● **What you are asked to do**:
Please transcribe every entry below exactly as written.

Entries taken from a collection
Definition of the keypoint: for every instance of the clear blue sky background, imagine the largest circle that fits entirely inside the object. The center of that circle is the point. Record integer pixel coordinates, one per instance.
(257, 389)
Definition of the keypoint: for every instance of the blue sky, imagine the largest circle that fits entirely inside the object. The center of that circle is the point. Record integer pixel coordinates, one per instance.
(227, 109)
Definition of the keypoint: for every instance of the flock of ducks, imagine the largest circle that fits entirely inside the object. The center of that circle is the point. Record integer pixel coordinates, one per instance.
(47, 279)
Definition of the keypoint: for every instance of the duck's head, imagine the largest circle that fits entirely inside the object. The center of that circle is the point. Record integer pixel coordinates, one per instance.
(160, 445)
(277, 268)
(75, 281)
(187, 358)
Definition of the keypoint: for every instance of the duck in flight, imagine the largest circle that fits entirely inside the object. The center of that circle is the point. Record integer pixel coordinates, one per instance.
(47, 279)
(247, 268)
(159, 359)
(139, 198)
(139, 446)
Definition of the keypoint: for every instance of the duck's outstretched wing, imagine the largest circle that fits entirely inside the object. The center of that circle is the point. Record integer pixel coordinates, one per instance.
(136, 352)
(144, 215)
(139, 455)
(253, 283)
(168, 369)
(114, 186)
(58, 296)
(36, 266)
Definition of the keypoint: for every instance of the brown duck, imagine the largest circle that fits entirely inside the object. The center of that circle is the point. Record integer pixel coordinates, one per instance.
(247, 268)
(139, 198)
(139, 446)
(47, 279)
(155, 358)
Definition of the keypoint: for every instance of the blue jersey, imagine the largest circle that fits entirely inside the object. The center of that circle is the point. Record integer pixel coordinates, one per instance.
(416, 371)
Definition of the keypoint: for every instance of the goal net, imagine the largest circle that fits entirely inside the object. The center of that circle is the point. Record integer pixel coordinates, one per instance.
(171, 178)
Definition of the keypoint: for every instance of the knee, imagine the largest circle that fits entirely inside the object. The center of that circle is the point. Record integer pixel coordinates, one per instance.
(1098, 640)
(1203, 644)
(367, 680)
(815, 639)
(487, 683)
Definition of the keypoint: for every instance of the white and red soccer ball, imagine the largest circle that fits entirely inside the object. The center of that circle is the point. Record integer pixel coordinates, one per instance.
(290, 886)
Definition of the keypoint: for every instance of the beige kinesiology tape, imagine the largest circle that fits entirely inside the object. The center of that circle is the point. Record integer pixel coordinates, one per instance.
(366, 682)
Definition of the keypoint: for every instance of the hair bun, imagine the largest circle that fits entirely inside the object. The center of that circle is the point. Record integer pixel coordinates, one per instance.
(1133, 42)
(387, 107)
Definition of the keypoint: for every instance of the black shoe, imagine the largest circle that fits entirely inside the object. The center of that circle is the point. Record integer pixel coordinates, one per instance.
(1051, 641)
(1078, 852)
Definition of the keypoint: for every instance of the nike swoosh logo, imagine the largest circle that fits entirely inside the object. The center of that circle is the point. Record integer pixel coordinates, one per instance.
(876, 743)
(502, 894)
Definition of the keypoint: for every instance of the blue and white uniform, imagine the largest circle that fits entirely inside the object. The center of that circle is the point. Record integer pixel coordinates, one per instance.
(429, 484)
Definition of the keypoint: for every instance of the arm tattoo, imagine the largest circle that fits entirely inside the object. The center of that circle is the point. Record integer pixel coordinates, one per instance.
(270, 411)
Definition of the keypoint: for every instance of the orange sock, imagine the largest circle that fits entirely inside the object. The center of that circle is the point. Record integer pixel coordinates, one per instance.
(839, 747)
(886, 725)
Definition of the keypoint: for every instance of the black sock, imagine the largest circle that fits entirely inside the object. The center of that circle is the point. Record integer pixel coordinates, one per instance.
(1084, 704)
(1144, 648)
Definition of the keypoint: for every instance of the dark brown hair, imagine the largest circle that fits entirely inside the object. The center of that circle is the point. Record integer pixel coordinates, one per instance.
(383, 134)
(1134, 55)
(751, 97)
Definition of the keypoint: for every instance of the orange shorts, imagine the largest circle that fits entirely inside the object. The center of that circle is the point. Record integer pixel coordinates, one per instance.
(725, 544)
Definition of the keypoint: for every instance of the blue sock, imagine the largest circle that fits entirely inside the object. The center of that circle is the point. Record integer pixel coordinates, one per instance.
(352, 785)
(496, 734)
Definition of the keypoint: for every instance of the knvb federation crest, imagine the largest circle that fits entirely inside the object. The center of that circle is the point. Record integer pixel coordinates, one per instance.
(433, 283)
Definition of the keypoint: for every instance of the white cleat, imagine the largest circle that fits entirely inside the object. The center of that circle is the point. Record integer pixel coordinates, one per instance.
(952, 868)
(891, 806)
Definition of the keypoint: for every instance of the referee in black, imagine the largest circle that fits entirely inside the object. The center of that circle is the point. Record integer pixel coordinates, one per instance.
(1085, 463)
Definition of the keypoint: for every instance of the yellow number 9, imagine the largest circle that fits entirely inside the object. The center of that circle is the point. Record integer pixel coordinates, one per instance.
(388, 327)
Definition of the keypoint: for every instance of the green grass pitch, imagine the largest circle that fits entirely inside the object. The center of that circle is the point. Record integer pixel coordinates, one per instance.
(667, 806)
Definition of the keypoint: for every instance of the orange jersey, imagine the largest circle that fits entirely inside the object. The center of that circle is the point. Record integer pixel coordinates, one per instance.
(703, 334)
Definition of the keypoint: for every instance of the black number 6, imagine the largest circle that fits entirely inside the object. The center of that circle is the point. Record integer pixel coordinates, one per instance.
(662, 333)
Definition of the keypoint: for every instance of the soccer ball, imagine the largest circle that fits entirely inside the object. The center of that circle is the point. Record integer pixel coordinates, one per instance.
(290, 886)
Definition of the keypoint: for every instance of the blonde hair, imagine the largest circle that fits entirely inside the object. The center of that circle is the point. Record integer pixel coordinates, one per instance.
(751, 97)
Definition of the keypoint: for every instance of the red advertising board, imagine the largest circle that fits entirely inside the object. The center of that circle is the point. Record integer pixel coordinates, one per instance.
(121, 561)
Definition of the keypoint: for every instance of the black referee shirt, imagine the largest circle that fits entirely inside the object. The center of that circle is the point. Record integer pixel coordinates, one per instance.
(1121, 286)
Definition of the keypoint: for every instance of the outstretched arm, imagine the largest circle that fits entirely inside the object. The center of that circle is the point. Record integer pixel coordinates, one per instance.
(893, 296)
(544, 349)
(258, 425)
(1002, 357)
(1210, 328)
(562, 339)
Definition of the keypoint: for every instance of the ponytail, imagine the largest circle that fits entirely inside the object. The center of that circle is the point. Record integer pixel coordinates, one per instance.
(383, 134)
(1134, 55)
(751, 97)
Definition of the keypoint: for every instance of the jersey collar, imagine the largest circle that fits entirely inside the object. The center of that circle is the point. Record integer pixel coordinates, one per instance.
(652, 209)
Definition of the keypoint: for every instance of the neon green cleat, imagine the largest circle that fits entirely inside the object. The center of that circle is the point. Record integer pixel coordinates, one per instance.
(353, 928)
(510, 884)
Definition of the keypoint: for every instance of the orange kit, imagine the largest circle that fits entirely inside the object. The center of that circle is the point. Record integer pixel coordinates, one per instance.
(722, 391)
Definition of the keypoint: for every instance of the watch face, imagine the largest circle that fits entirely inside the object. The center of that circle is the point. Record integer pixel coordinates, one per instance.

● **Solution for this exercise**:
Definition of the keypoint: for every instance of the clear blue sky background, imagine the largest circle that fits entirely inside the object. The center of that circle is the point. Record integer pixel coordinates, one per instance.
(257, 389)
Definition of the keypoint: for every instance of the blue sky, imagine the largest circle that fits entirely inside the object. The center of that circle is the point. Record integer pixel coordinates, one per instance.
(227, 109)
Definition of the keypoint: for every instance of the flock of ducks, imagine the largest circle that fits entirely inside the object. The center of that circle is the point. Record integer pixel coordinates, one per instance.
(47, 279)
Definition of the keypoint: for every instance of the duck's head, imagine the largest circle that fits entirely inside the object. The center of that circle is the point. Record integer pixel coordinates, one per instance.
(160, 445)
(277, 268)
(75, 281)
(187, 358)
Definition of the keypoint: for every instance of the duck in flight, imagine the largest circle that fits entirely inside the object. The center of that circle is the point. Record integer pixel coordinates, one per instance.
(47, 279)
(247, 268)
(159, 359)
(139, 198)
(139, 446)
Definition of the keypoint: for every instance of the duck's outstretched wing, imagine the largest circle that fits entirely inside the object. The center of that circle is the point. Record integer pixel coordinates, one per instance.
(136, 352)
(144, 215)
(139, 455)
(253, 283)
(168, 369)
(114, 186)
(58, 296)
(36, 266)
Definition of the keypoint: for every instance of the brown duck, imagine the largest circle that fits entirely inside the object. The center of that circle is the point. Record integer pixel coordinates, one per instance.
(247, 268)
(139, 198)
(139, 446)
(47, 279)
(155, 358)
Definition of the keypoint: for every instance of the blue jersey, imagine the largest circle that fits entirely inside the object. The center of that circle is the point. Record integer pixel coordinates, one per instance.
(416, 371)
Definition of the keypoint: for every instance of the goal net, imagine the largest circle that fits entirely inside the object. The center of that circle is the point. Record integer pixel coordinates, one per instance.
(171, 178)
Definition of the keypoint: for every instance of the knee, imagine the largest circle that fits entirely inside the object. The center of that circle is the point. Record integer pixel coordinates, one per instance.
(1098, 640)
(1203, 644)
(367, 680)
(815, 639)
(487, 683)
Definition of the keypoint: for every instance of the white and red soccer ball, imagine the largest circle that fits entirely inside the object. The center of that circle is the point. Record integer pixel coordinates, one per instance.
(290, 886)
Definition of the keypoint: for every instance of the beige kinesiology tape, imagine the largest circle that fits entirely inside the object. The center of that circle is the point. Record integer pixel coordinates, one per instance.
(366, 682)
Definition of the keypoint: for every instance of the hair bun, imagine the largest circle that fits entirely inside the object. The center of that circle is the point. Record integer pixel coordinates, one per instance.
(1133, 42)
(387, 107)
Definition of the keypoint: for every instance of the black shoe, imagine the largest circle that fits entirely inside the object. The center of that circle is the point. Record integer pixel coordinates, one per instance.
(1051, 641)
(1078, 852)
Definition of the keypoint: for every instance of the nike swoosh logo, imagine the largest circle that fits entirely inside the object. The center of that circle is the point. Record integer pixel coordinates, one per instance.
(876, 743)
(502, 894)
Definition of the keypoint: for every instance of the blue and white uniform, imagine the largest circle that fits entirely inside the object. The center of that circle is the point. Record integer pixel coordinates, one per instance.
(429, 484)
Definition of the keypoint: for every instance of the arm tattoo, imagine the largest circle that fits entirely inside the object. The center of that circle is the point. Record integer pixel coordinates, one per instance.
(270, 411)
Definition of the keypoint: for every instance of the orange sock, imagine the largest circle that fits entirely inside the object. The center of that circle is the point. Record integer pixel coordinates, one per instance.
(839, 747)
(886, 725)
Definition of the keypoint: for every instance of the black sock, imagine the largest circle that fits entirely inside the object. The center of that circle is the point. Record integer pixel coordinates, one per instance.
(1084, 704)
(1144, 648)
Definition of the keypoint: for every instance of the dark brown hair, imagine the largest circle that fits entirely inside the object. The center of that circle is the point. Record integer pixel coordinates, one per instance.
(383, 134)
(1134, 55)
(751, 97)
Definition of the keypoint: for every instance of the orange shorts, imagine the largest circle that fits entirely inside the object. The center of that circle is the point. Record integer pixel coordinates, one per instance.
(725, 544)
Definition of the keypoint: for every instance of the blue sock, imagine the largest circle that fits entirely inside the object. The center of that circle is the point. Record integer pixel coordinates, one per instance.
(352, 785)
(496, 734)
Definition of the keypoint: for every instance of the knvb federation crest, imagine the largest circle that fits entirely inside the object. The center of that circle is the point. Record integer pixel coordinates, one per instance.
(433, 283)
Definition of the keypoint: for every instance of the white cleat, imagine the largest circle that fits entirely inside the object. The center of that circle is the point. Record integer pixel coordinates, one per instance.
(952, 868)
(891, 806)
Definition of the keypoint: for every instance of the referee in black, imagine the largest circle that fits entirely inside the object. The center of that circle is the point. Record integer pixel coordinates, one per instance.
(1085, 463)
Definition of the keypoint: for every instance of the yellow number 9, imagine the largest circle that fits entirely inside the object. The center of that circle is the point. Record integer pixel coordinates, one per instance.
(388, 327)
Definition of the keypoint: for every instance of the green grass pitch, imagine the largest circle that fits entirely inside the object. The center of that circle is the point. Record integer pixel coordinates, one per instance.
(667, 806)
Definition of the keypoint: for every instance of the orange jersey, imagine the largest circle that fits entirely inside the object. The center of that circle is the point. Record integer pixel coordinates, one per instance.
(703, 334)
Definition of the keypoint: for every instance of the black number 6, imagine the largest circle that fits entirely inside the object. The center of that circle is the point. Record integer pixel coordinates, one per instance.
(662, 333)
Definition of the keypoint: for every instance of the soccer ball, imagine the largest circle that fits entirely inside the object. The center of that circle is the point. Record integer pixel coordinates, one per instance.
(290, 886)
Definition of the keypoint: for every instance of the blonde hair, imagine the largest circle that fits entirely inside the object. The center of that circle is the point. Record integer pixel coordinates, one per instance.
(751, 97)
Definition of the keypoint: for every instance of the red advertising board, imagine the largest circle that fits entirely inside the object. The center of that circle is the point. Record integer pixel coordinates, one per instance.
(121, 561)
Definition of the keypoint: for every instance of the black referee shirt, imagine the largest circle that fits entirely inside the object. The center of that circle is the point. Record integer pixel coordinates, one per instance.
(1121, 286)
Definition of the keypoint: for every instance of the outstretched arm, imagine the largest circle that fits entirely inside the object. The center of that circle is the point. Record integer pixel coordinates, one per instance.
(893, 296)
(544, 349)
(258, 425)
(1002, 357)
(1210, 328)
(562, 339)
Definition of the keypoint: for every instance of the ponytail, imagine the largest circle that fits entirely inside the object. The center of that circle is the point. Record integer pixel coordinates, one per instance.
(383, 134)
(1134, 55)
(751, 97)
Definition of the keypoint: for every instance of the jersey collar, imagine the largest circle that fits entirely inside the object. The center of that circle is the point. Record integer pixel coordinates, one per instance.
(652, 209)
Definition of the keypoint: for every instance of the neon green cleat, imagine the largest circle that fits entirely inside the object. The center of that circle is the point. Record integer pixel coordinates, one per instance.
(353, 928)
(510, 884)
Definition of the keypoint: for every instance of the orange kit, imagine the largest circle that fits entirely inside the object. The center of that circle is the point. Record integer pixel coordinates, one per instance.
(722, 391)
Definition of the keypoint: for every instance of the watch face, imagine the largest circle that fits entirely inside the object. The center of that circle is the point. Record integer pixel coordinates, one per instance.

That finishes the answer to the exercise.